REQUEST:
Every line of the material below should be repeated exactly.

╭─ RECORDS FOR THIS EXERCISE

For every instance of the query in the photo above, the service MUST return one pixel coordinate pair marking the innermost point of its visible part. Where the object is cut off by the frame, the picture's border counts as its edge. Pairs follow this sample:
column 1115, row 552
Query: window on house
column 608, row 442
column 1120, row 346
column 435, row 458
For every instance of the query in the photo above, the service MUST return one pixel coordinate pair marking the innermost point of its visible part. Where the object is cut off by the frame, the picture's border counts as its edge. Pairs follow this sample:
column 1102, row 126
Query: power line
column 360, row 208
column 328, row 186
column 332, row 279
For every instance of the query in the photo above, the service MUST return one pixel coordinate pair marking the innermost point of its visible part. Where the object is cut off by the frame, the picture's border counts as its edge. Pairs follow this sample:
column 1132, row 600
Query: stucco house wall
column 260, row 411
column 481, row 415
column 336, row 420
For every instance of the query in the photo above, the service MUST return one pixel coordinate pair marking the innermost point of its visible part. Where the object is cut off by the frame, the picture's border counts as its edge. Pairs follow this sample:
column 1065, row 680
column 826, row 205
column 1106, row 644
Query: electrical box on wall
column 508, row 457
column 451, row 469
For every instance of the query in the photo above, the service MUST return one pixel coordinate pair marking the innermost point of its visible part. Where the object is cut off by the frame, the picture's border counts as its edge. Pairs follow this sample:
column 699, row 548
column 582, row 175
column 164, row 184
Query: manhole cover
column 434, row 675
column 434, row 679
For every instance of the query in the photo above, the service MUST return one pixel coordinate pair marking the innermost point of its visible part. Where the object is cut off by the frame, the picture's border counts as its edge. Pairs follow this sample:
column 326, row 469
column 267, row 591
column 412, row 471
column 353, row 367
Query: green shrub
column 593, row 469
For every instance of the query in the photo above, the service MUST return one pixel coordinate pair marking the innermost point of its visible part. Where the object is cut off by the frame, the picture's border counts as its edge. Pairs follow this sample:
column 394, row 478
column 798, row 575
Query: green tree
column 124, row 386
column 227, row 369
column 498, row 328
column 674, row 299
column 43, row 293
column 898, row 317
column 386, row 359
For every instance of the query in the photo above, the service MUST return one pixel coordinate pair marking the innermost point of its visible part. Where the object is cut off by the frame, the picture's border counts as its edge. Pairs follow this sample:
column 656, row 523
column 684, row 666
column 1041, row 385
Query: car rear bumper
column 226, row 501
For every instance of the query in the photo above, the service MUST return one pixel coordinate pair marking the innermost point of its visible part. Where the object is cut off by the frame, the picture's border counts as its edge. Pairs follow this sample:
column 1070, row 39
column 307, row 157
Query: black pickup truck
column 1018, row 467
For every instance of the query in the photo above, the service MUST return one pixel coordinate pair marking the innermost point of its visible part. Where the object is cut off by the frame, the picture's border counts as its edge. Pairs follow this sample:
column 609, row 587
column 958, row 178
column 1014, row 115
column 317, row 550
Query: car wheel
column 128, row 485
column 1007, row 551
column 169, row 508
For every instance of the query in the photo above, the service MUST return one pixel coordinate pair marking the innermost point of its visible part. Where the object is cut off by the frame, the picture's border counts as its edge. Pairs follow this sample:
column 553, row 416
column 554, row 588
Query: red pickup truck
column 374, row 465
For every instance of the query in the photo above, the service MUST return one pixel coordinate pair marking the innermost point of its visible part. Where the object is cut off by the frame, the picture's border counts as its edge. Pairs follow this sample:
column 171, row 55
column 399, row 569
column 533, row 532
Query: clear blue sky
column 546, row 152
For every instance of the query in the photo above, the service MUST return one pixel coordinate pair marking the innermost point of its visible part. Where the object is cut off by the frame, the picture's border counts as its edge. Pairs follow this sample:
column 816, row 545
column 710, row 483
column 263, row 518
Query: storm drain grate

╰─

TASK SOLUTION:
For every instance of the query in the photo above, the service MUST return one pixel coordinate pair marking the innermost point of its visible part. Where the object is cut off by the frame, the picture's border counts as its edge. Pairs follow this sample:
column 1115, row 552
Query: window on house
column 608, row 442
column 1120, row 346
column 435, row 458
For every instance of the query in the photo above, the service MUST return one pixel coordinate pair marking the innermost point of its visible part. Where the object is cut off by the frame, the picture's border counts as its edge. Pairs follow this sample:
column 1102, row 126
Query: power line
column 360, row 208
column 328, row 186
column 332, row 279
For every instance of the query in the photo above, the service MUST return one pixel coordinate pair marking the innermost point of its visible part. Where the object is cut off by the frame, the picture's border counts as its edge. Pairs follow this sample:
column 1132, row 600
Query: stucco house wall
column 260, row 411
column 481, row 415
column 336, row 420
For every instance of the query in the photo above, the service MUST return one pixel coordinate pair marking the innermost point of its visible part. Where the object is cut off by the frame, the picture's border counts as its edge. Pairs follow this sample:
column 1065, row 680
column 826, row 205
column 1106, row 644
Query: electrical box on wall
column 508, row 457
column 451, row 469
For every instance of the query in the photo above, the service MUST return one pixel coordinate pair marking the innermost point of its visible part. Where the object is cut off by the frame, the picture's border counts as its edge. Pairs follow this sample:
column 699, row 548
column 582, row 175
column 164, row 184
Query: manhole cover
column 434, row 675
column 434, row 679
For every instance of the query in the photo above, the service MUST return one pixel coordinate pair marking the innermost point of its visible part. Where the object is cut off by the frame, the picture's border counts as its edge. Pairs follow this sample:
column 326, row 469
column 267, row 591
column 412, row 471
column 353, row 367
Query: green shrub
column 593, row 469
For every instance of the query in the photo above, the service MUST return one pixel coordinate pair marking the innermost point of its visible part. Where the object is cut off by the frame, the picture's border counts as its edge. Pairs follow this sample:
column 394, row 478
column 798, row 575
Query: green tree
column 124, row 386
column 227, row 369
column 498, row 328
column 674, row 299
column 43, row 293
column 898, row 317
column 386, row 359
For every instance of the query in the photo above, the service MUST return one pixel coordinate pair marking the innermost point of its visible part. Where the object is cut off by the frame, the picture's border counts as its edge. Pairs follow this sample:
column 656, row 523
column 684, row 666
column 1041, row 385
Query: car rear bumper
column 226, row 501
For every instance of the query in the photo above, the service MUST return one pixel coordinate pair marking the innermost point of its visible part. Where the object is cut off by the frame, the picture's border counts as its edge. Pairs follow this sample:
column 1070, row 39
column 307, row 157
Query: black pickup truck
column 1018, row 467
For every instance of the query in the photo above, the service MUST return one pixel coordinate pair marking the innermost point of its visible part. Where the object is cut off by the frame, the picture's border counts as its edge. Pairs follow this sample:
column 609, row 587
column 958, row 178
column 1014, row 115
column 317, row 550
Query: car wheel
column 128, row 485
column 1007, row 551
column 169, row 508
For every instance of the query in the photo above, the service MUST return one pixel coordinate pair marking the innermost point of its visible part. Where the object is cut off by the frame, the picture's border counts as its edge. Pairs follow this sample:
column 553, row 416
column 554, row 588
Query: red pickup truck
column 374, row 465
For every instance of the query in the photo above, the service MUST return one pixel coordinate pair marking the innermost point of its visible part. Where the object is cut off by the frame, the picture's border counts as its edge. Pairs follow this sample:
column 171, row 55
column 399, row 569
column 533, row 532
Query: clear blue sky
column 546, row 152
For every instance of the query in the photo above, the service MUST return one pixel coordinate pair marking the innermost point of its visible part. Where the object is cut off by the frame, the picture's border counts as its edge. Pairs follow this sample:
column 816, row 545
column 710, row 483
column 263, row 518
Query: storm drain grate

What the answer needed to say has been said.